§ **What to work on**
Please copy the rows from the line with "TASK = point to the wooden boat" through the end of the rows, requests included. Shift each answer coordinate by adding -41 to it, and leave the requests and their sample coordinates unchanged.

Point annotation dataset rows:

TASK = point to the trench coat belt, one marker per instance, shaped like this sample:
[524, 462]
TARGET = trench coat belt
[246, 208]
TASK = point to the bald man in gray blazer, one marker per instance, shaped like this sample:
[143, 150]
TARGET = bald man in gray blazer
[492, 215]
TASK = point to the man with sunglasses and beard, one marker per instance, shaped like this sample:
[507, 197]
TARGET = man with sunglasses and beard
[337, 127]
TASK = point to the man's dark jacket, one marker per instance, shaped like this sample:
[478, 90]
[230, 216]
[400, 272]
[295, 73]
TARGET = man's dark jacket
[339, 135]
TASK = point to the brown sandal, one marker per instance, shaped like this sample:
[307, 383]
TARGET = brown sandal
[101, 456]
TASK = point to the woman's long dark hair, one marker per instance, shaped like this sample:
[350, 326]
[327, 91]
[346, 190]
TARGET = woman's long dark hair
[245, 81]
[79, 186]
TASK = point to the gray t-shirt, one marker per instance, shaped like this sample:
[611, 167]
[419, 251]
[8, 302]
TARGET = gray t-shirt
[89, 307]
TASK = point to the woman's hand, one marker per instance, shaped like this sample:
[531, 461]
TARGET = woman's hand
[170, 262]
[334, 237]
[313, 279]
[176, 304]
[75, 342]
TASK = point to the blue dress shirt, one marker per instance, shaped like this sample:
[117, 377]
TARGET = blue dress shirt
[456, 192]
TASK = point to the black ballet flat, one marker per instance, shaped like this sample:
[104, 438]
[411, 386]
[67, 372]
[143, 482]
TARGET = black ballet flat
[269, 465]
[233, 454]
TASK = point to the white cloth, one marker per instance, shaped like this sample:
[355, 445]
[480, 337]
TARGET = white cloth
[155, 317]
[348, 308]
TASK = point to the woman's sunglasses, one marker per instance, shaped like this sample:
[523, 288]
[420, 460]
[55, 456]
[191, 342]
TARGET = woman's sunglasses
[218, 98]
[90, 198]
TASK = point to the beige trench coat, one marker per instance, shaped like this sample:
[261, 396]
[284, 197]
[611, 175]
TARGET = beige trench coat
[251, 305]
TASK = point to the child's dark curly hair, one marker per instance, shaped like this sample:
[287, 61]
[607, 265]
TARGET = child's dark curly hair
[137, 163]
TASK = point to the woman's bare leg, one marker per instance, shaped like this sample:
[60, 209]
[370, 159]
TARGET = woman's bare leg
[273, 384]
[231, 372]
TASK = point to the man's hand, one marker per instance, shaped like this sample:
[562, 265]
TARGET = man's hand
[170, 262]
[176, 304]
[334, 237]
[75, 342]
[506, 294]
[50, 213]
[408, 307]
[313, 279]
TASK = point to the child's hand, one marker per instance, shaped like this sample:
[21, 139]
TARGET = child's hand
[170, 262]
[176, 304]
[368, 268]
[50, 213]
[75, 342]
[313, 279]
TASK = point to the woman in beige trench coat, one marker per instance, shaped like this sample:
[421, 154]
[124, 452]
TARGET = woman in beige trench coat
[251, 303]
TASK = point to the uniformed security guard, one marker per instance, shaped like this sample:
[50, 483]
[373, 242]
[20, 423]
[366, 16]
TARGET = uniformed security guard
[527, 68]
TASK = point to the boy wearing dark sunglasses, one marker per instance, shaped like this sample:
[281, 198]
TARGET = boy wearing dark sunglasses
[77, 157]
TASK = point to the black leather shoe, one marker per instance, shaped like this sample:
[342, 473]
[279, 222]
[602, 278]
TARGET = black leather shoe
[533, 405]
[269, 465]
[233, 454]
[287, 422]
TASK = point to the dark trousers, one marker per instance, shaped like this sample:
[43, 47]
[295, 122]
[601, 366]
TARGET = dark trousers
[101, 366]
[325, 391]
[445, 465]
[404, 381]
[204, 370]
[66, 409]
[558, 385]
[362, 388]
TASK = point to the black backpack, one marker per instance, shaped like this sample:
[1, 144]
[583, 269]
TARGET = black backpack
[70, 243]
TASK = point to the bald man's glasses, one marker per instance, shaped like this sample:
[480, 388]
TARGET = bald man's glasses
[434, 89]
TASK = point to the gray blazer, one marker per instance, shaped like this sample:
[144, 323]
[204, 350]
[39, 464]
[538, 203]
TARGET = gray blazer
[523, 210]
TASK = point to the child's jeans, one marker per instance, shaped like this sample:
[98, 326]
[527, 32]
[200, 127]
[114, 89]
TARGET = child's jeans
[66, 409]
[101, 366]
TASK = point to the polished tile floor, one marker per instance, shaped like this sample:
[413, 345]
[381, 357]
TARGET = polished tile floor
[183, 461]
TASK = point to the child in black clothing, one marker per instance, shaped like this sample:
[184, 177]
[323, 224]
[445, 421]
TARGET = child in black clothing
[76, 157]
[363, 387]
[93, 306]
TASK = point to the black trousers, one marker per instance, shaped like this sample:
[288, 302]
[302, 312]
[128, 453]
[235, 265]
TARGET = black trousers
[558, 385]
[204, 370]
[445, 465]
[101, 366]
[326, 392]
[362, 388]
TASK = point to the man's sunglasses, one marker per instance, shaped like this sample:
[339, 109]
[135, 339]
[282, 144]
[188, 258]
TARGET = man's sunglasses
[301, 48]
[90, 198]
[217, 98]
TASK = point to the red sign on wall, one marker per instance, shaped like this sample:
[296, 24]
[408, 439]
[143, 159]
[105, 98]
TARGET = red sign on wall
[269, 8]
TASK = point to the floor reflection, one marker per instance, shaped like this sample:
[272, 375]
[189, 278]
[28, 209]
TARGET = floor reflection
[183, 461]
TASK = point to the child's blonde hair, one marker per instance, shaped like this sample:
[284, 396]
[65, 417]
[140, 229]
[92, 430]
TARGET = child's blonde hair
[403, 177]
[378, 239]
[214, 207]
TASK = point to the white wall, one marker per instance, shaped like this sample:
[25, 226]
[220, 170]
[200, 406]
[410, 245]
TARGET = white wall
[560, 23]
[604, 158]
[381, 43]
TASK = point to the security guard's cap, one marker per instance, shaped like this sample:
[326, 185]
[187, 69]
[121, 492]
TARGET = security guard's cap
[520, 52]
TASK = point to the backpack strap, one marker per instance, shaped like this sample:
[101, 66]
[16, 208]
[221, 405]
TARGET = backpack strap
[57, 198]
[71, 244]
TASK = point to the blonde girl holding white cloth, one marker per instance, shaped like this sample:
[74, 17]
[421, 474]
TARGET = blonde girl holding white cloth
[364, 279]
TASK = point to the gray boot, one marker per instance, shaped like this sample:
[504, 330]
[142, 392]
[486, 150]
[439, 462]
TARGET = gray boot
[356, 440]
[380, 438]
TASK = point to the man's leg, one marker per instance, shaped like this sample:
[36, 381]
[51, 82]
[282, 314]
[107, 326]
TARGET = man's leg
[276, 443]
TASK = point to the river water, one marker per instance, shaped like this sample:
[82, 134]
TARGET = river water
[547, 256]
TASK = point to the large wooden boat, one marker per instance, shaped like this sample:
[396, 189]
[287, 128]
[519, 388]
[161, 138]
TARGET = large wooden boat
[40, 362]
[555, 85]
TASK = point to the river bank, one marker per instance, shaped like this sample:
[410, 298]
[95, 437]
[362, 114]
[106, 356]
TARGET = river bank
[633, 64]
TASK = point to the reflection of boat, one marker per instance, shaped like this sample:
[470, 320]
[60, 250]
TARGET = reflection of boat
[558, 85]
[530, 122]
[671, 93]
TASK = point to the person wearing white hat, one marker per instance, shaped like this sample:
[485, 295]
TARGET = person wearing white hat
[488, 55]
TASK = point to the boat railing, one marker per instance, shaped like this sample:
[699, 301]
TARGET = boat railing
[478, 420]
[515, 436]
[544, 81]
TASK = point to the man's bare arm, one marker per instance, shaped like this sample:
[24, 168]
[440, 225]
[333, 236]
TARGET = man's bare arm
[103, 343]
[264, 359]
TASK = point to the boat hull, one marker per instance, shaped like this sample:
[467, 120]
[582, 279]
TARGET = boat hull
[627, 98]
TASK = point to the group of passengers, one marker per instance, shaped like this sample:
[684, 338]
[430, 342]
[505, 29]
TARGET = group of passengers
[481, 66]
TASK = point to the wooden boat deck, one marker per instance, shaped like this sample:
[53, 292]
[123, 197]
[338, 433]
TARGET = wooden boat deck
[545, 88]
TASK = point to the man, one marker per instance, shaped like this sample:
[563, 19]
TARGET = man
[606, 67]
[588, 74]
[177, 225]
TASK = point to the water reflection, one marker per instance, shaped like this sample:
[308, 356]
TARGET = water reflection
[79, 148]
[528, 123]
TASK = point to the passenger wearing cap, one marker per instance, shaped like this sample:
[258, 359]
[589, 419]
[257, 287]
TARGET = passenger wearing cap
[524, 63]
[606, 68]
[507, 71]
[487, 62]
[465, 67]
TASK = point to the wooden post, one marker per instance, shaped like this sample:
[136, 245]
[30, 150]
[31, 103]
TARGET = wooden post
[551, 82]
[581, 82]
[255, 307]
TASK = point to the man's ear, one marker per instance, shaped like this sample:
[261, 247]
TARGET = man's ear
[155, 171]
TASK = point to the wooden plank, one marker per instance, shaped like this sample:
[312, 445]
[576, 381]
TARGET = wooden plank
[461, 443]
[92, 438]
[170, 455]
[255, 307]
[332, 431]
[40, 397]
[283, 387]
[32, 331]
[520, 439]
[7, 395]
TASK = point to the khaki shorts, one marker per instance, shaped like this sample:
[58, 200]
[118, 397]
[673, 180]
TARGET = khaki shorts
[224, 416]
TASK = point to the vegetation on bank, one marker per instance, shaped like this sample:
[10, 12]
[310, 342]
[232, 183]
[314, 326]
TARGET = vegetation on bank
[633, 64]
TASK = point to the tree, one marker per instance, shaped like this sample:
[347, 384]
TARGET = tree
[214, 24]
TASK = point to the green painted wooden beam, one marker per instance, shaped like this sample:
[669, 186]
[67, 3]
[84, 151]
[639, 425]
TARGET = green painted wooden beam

§ **Answer**
TASK = point to the wooden boat deck, one marker per instance, shaped like this sample:
[53, 292]
[123, 197]
[338, 433]
TARGET = wooden boat deck
[504, 47]
TASK = point to the man, one marker per instance, shaped like this sample:
[563, 19]
TARGET = man
[565, 26]
[547, 33]
[136, 184]
TASK = point to the water reflection, one marker per instance, shaped like this sample:
[308, 356]
TARGET = water reflection
[38, 107]
[487, 82]
TASK = point to the passenger wearing cap, one marker per instance, shaped like this sample:
[258, 359]
[589, 419]
[257, 287]
TARGET = passenger wearing cap
[483, 22]
[565, 27]
[466, 30]
[446, 21]
[424, 26]
TASK = point to the wooden post, one marker per instance, shaped like this sample:
[136, 245]
[30, 150]
[31, 103]
TARGET = wooden post
[510, 41]
[540, 41]
[214, 266]
TASK = point to the man's ear, one marker per instance, shaped like this sample:
[261, 247]
TARGET = man's ear
[114, 130]
TASK = point to the wooden plank, one marker per instance, shaped like this sample:
[312, 445]
[576, 381]
TARGET = wooden plank
[420, 402]
[51, 397]
[129, 414]
[214, 266]
[291, 390]
[-1, 356]
[242, 346]
[-9, 290]
[479, 398]
[-34, 354]
TASK = point to the khaki shorts, one marker per instance, shaped like this sample:
[58, 200]
[118, 397]
[673, 180]
TARGET = khaki shorts
[183, 375]
TASK = point to the vegetation on bank, one marker per instance, shaped like this sample:
[10, 12]
[310, 342]
[232, 183]
[314, 326]
TARGET = vegetation on bank
[592, 23]
TASK = point to the tree, one marker per instance, shaped like this sample:
[347, 384]
TARGET = tree
[173, -17]
TASK = point to the green painted wooden beam, one marker per instance, shaped like this sample:
[669, 186]
[67, 3]
[84, 151]
[639, 425]
TARGET = green painted wooden beam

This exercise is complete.